### WHAT IS EXPECTED:
List every line in the data below that contains the word "white", copying each one in full.

### MATERIAL PROVIDED:
------------------------------------------------------------------------

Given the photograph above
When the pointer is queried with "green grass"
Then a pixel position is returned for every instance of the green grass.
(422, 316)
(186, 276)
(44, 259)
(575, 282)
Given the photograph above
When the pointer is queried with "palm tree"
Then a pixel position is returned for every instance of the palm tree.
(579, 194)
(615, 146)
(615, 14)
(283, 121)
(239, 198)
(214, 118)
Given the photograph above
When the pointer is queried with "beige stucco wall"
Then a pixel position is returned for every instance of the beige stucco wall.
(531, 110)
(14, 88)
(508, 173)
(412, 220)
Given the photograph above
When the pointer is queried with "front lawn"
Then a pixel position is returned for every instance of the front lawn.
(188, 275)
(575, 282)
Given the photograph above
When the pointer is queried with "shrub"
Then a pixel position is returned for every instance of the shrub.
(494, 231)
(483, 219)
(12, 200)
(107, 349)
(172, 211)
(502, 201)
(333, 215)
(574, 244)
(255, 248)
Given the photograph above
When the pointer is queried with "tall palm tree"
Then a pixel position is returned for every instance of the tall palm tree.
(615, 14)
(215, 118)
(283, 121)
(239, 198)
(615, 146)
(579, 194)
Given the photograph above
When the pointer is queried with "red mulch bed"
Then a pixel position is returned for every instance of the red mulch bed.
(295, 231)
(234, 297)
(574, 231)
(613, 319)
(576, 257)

------------------------------------------------------------------------

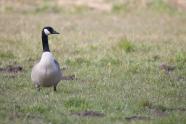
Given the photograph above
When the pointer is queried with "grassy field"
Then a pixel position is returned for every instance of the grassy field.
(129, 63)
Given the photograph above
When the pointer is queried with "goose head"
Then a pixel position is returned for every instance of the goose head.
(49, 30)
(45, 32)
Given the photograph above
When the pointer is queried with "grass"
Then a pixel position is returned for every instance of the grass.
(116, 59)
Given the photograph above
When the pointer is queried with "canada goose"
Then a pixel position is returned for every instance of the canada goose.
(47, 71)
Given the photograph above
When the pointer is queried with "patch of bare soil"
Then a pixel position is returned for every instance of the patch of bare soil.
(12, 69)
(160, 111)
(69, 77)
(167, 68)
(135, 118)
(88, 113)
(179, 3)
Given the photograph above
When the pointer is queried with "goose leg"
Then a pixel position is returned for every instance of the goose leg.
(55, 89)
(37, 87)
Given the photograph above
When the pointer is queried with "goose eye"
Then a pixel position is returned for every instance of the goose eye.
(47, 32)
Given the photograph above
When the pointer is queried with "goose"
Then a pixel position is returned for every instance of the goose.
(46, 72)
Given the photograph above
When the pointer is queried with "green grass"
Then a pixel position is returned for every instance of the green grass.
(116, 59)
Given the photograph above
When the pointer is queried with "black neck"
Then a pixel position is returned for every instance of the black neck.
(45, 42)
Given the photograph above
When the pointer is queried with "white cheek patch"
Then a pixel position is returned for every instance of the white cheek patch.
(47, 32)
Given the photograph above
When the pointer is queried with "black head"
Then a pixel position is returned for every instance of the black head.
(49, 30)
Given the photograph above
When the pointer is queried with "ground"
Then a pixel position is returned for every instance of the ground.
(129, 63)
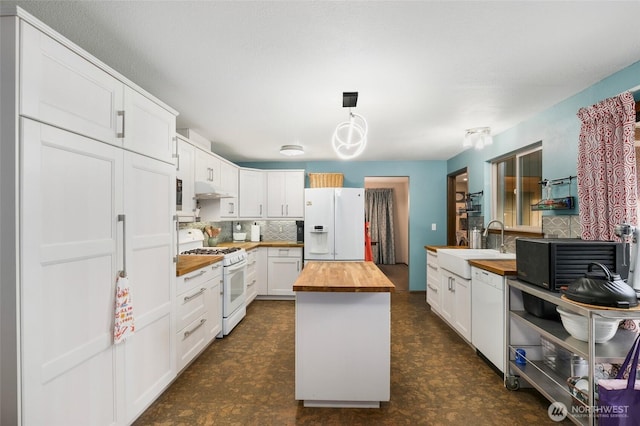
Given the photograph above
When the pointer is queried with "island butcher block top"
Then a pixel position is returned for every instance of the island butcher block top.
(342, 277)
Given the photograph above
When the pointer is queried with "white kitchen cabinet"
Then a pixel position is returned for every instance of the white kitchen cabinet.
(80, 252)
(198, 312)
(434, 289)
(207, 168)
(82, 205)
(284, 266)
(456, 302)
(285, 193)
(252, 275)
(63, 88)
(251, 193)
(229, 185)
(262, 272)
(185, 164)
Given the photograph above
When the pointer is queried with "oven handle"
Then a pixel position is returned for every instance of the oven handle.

------------------------------------------------------------------------

### SOLUTION BELOW:
When the pointer is queried with "white cheek patch"
Then a pixel position is returned for every instance of the white cheek patch.
When the pointer is queried with "white kitchen cabinet"
Then a pixel position is returned for every instance of the white kitchen cabinet.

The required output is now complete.